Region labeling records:
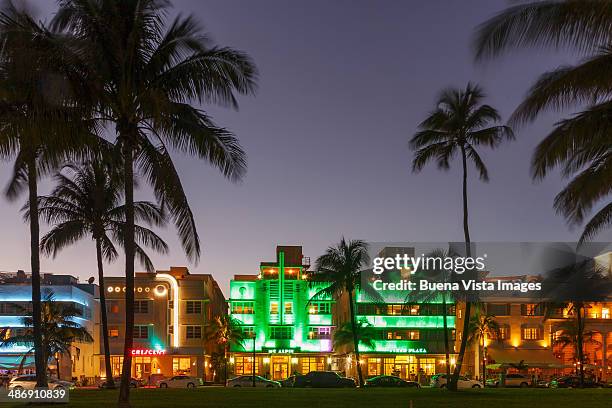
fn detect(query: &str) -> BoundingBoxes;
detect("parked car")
[487,373,532,388]
[430,374,483,388]
[157,375,202,388]
[227,375,281,388]
[550,375,606,388]
[8,375,74,390]
[364,375,421,388]
[293,371,356,388]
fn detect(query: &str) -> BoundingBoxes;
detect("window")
[232,302,253,314]
[308,327,331,340]
[187,326,202,339]
[134,326,149,339]
[308,302,331,314]
[487,303,510,316]
[270,326,293,340]
[521,303,543,316]
[134,300,149,313]
[522,327,544,340]
[106,300,119,313]
[185,300,202,314]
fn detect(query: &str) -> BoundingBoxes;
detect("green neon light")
[357,316,455,329]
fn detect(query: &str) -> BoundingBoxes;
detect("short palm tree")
[310,237,380,386]
[206,315,249,383]
[475,0,612,242]
[0,291,93,379]
[332,320,376,356]
[410,83,514,390]
[0,1,89,387]
[468,310,501,384]
[54,0,257,406]
[32,159,168,388]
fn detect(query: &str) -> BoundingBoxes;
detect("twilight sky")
[0,0,612,294]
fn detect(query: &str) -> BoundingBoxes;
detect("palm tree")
[333,319,376,356]
[466,310,501,384]
[475,0,612,243]
[0,291,93,379]
[410,83,514,390]
[32,160,168,388]
[0,1,89,387]
[206,315,249,385]
[310,237,380,387]
[54,0,257,406]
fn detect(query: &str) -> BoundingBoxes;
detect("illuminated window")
[186,326,202,339]
[172,357,191,375]
[134,300,149,313]
[270,326,293,340]
[232,302,254,314]
[134,326,149,339]
[308,327,331,340]
[521,327,544,340]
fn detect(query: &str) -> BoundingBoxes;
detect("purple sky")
[0,0,612,293]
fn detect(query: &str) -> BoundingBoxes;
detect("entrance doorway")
[272,356,290,380]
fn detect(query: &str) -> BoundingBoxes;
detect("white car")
[430,374,484,388]
[157,375,202,388]
[227,375,281,388]
[8,375,74,390]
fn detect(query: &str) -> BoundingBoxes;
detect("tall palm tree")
[475,0,612,243]
[466,310,501,384]
[310,237,380,387]
[206,315,249,385]
[332,319,376,356]
[410,83,514,390]
[0,1,89,387]
[49,0,257,406]
[0,291,93,379]
[32,159,168,388]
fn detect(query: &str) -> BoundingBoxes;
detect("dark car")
[364,375,421,388]
[293,371,355,388]
[550,375,606,388]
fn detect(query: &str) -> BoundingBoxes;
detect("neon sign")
[130,349,166,356]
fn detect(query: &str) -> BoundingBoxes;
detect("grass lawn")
[8,387,612,408]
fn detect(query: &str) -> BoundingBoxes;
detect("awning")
[0,355,34,370]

▸ SHORT PROBLEM:
Copy the records word for word, starting at their beginning and going on through the line with "[293,371,356,388]", both ends included. Leave the pictures out of your answer.

▸ SOLUTION TO THIS EXERCISE:
fn detect(query: &str) -> BoundingBoxes;
detect("parked car")
[487,373,532,388]
[430,374,483,388]
[157,375,202,388]
[227,375,281,388]
[550,375,606,388]
[8,375,74,390]
[364,375,421,388]
[293,371,356,388]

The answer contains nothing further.